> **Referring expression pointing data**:
- - - -
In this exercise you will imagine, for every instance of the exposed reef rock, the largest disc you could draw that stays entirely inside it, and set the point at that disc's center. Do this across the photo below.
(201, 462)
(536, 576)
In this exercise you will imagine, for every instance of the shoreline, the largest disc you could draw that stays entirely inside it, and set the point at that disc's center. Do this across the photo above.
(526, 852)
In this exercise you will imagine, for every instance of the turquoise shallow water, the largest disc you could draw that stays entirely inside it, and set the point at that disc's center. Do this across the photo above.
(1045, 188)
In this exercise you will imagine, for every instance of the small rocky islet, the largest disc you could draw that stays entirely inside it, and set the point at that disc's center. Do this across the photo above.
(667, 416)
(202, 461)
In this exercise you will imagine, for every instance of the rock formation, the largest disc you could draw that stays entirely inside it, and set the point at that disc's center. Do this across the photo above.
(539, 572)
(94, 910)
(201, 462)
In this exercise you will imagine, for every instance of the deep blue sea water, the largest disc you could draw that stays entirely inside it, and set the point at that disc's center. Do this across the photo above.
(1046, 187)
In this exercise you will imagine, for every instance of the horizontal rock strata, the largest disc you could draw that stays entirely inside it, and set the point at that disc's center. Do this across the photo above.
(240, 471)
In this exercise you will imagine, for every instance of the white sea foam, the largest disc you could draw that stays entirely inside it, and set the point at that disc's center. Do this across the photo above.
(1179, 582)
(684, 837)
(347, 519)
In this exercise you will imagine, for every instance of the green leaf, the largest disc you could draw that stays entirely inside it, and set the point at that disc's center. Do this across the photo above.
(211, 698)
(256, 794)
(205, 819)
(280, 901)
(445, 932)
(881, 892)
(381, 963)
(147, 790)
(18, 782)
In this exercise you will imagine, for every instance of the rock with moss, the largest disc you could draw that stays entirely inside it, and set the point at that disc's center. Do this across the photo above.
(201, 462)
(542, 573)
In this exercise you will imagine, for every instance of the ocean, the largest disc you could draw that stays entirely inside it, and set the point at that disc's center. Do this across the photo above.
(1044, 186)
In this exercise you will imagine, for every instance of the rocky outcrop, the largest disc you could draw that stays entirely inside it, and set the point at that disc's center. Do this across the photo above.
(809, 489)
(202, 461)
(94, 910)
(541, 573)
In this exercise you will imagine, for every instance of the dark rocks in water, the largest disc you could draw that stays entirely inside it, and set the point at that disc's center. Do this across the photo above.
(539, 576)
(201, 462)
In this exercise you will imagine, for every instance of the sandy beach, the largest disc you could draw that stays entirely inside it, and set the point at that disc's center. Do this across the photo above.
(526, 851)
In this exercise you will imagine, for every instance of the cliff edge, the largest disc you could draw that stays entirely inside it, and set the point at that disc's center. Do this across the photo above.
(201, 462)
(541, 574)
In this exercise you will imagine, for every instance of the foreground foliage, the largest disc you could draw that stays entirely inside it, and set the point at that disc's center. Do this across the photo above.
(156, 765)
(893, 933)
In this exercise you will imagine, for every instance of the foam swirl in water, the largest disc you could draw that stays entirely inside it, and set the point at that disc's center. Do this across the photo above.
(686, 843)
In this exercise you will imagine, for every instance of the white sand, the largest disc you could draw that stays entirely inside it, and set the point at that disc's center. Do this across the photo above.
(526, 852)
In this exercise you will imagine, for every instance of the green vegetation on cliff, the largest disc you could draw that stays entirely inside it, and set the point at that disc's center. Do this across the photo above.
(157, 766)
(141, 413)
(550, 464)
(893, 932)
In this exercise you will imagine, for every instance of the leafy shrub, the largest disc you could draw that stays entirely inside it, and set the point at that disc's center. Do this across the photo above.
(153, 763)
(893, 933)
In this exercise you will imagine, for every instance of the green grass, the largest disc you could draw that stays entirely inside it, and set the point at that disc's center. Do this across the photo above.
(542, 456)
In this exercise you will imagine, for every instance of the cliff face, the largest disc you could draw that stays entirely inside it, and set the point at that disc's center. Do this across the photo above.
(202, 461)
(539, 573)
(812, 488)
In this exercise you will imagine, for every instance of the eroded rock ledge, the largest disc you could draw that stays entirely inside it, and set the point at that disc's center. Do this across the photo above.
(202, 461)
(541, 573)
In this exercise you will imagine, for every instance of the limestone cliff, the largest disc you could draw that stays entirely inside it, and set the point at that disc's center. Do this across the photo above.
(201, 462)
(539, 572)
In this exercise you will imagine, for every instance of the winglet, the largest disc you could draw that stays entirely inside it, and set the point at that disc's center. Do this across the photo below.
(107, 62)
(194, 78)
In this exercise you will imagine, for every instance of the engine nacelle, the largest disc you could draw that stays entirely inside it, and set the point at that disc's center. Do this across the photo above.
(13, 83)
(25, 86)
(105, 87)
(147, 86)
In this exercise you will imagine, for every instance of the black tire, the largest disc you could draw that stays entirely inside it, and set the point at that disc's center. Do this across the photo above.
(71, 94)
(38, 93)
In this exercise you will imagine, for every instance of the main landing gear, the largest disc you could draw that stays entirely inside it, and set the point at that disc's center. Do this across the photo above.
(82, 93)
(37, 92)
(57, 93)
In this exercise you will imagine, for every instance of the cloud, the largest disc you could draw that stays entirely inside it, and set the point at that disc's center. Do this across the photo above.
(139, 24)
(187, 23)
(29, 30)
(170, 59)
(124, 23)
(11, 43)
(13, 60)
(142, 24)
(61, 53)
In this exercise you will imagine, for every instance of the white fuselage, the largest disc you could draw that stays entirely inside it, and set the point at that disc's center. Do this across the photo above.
- - - -
> **Exercise description**: What you return should match every line above exactly.

> **Problem solution**:
In this exercise you will imagine, for every instance of the exposed reef rock, the largest disc you could draw that stays entirely inside it, and set the point at that disc's center. Do this across the photo below.
(201, 462)
(536, 576)
In this exercise you will imagine, for every instance of the shoreline, the largest disc you could draw that stays entirely inside it, and set the point at that disc's center. Do this across the photo above.
(526, 852)
In this exercise you will imagine, for every instance of the turquoise shallow water, the largest disc you could draw that stays entirely inside it, and set the point at that disc's center. Do this across the photo above.
(1045, 188)
In this exercise you will imagine, for every instance of the small rocky islet, the largest disc you could draw that stays entirely inside it, and set the point at that disc's center. Do this across the photo above.
(667, 416)
(202, 461)
In this exercise you will imagine, for every instance of the rock formation, the largest disc you could draw that stays entirely inside it, and set the point at that disc's center. Do this across the photo above.
(539, 572)
(94, 910)
(201, 462)
In this exercise you will imagine, for every instance of the deep blue sea water, the largest disc you could draw that stays entirely inside it, and set the point at that disc's center. Do this across the photo above.
(1046, 187)
In this exercise you will imagine, for every instance of the horizontal rock strata, the largest disc you could draw that stays entirely inside it, and set the point at that disc's center. Do this across the photo above.
(240, 471)
In this exercise you will imagine, for every instance of the white sea foam, the largest disc you could draw that stays entirely inside it, and set the point at that disc's center. Do this across the photo above.
(1179, 582)
(684, 837)
(347, 519)
In this exercise you will imagine, for every instance of the green leaf, the largest disc you could draw that stays entirely inside it, and set the point at that disc's center. Do this across the photo above.
(211, 698)
(256, 794)
(205, 819)
(280, 901)
(445, 932)
(881, 892)
(381, 963)
(147, 790)
(18, 782)
In this exercise you will imagine, for every instance of the rock with moss, the largest disc you could draw that stays entirely inside it, and set the point at that disc's center. Do this across the photo above.
(201, 462)
(542, 573)
In this exercise you will imagine, for every instance of the ocean, the largest disc you could draw that stays entirely inside it, and set the point at that disc's center. Do this across the photo above.
(1044, 186)
In this exercise you will imagine, for every instance of the rocky outcrop, the largest disc you could draw that stays entirely inside it, and set the point at that disc's center. Do this across the photo above.
(809, 489)
(202, 461)
(94, 910)
(541, 573)
In this exercise you will imagine, for every instance of the dark rocks in water, the largest disc you could draw that stays entirely inside it, and set the point at that disc's center. Do this across the photo above.
(539, 576)
(201, 462)
In this exercise you will imagine, for every instance of the sandy beach, the largest disc you could draw that stays entirely inside it, and set the point at that disc's center. Do this across the photo above.
(526, 851)
In this exercise you will imagine, for every instance of the cliff edge, the largest disc you could draw that stays entirely inside it, and set the point at that disc's center. Do this across the photo above.
(201, 462)
(541, 574)
In this exercise you will imagine, for every instance of the foreground foliage, the largest disc you could draw that stays entirely inside it, and set the point at that disc's center. Do this across the photo above.
(156, 765)
(893, 933)
In this exercise you will imagine, for every instance of the foam swirl in water, the largest disc you could draw that stays entirely inside it, and set the point at that disc's center. Do this across the photo above.
(686, 843)
In this exercise you will imagine, for every instance of the white sand, the largest disc you could draw that stays entirely inside it, and set the point at that disc's center. Do this across the photo above.
(526, 852)
In this exercise you will imagine, for every instance of the green vegetation on cliff, the largest disc you could draw that stays entirely inside it, and set the point at that disc's center. Do this across the photo above.
(157, 766)
(141, 413)
(550, 464)
(893, 932)
In this exercise you will imagine, for every instance of the leafy shrub, the largest disc you could draw that stays entirely inside it, and set the point at that disc's center. Do this across the photo above.
(153, 763)
(893, 933)
In this exercise you will imagine, for every instance of the green grass, the largest disc you could draw that stays entirely inside it, and set the point at that disc's center. Do this across the photo above.
(542, 456)
In this exercise you will imagine, for every instance of the cliff face, the largest disc you could draw that stays entirely inside it, and set the point at that disc's center. Do this across the photo above.
(202, 461)
(539, 573)
(812, 488)
In this exercise you will imagine, for every instance of the eroded rock ledge, the largest disc you could draw that stays entirely inside it, and set the point at that disc's center. Do this across the photo above.
(202, 461)
(541, 573)
In this exercise you will imagine, for every instance of the limestone cliff, the largest disc you could draw that stays entirely inside it, and set the point at that disc's center. Do this across the photo above.
(201, 462)
(539, 572)
In this exercise you will imagine, for every instance of the winglet, the largest disc you could draw that stays entirely inside it, and set the point at that disc's center. Do this across the photo below.
(107, 62)
(194, 78)
In this exercise you will imagine, for every instance of the engine nacelle, the largest disc you could draw that stays entirely inside it, and set the point at that disc's center. Do this across the photo above.
(13, 83)
(25, 86)
(105, 87)
(147, 86)
In this exercise you will imagine, for every instance of the black tire, the largest disc you could draw that stays entirely inside it, and set the point at that disc's center. Do this across the photo above.
(71, 94)
(38, 93)
In this exercise you will imagine, for every instance of the main landing gear, the largest disc you could draw that stays entirely inside it, and set the point at that disc's center. Do this across the photo above.
(82, 93)
(37, 92)
(57, 93)
In this exercise you will imagine, for every instance of the cloud, the largest disc you could draw that stays entirely inside it, and set the point at that disc's center. Do this across the photo above.
(139, 24)
(187, 23)
(29, 30)
(170, 59)
(124, 23)
(11, 43)
(13, 60)
(142, 24)
(61, 53)
In this exercise you will imagine, for every instance of the white fuselage, the largest disc you could draw that stays entirely inside it, and set the point at that disc's center. Do this across the photo above.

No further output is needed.